**GOAL**: Format everything from the start of the records down through the line containing "An example of" as a numbered list, omitting blank lines.

[Dataset items]
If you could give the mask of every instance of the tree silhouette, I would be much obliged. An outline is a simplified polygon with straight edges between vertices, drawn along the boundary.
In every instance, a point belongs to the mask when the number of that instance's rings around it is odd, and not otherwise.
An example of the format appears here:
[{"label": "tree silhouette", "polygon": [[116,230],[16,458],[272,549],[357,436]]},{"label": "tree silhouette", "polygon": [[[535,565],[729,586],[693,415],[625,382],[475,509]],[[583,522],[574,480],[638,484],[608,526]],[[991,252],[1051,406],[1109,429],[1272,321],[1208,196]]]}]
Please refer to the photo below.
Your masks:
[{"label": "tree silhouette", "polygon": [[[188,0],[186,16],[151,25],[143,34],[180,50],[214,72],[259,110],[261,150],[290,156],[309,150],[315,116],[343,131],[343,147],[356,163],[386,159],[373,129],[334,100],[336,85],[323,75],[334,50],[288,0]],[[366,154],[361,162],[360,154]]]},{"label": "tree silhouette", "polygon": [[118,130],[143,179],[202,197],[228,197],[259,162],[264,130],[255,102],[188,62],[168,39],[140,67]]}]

**THE COMPLETED TASK**:
1. If you could give the mask of every instance of the tree silhouette, I would be much obliged. An outline is a simplified polygon with straight edges between vertices, drawn along the boundary.
2. In every instance, a point belongs to the mask when the number of that instance's rings around it is odd, and not otherwise.
3. An example of the format appears here:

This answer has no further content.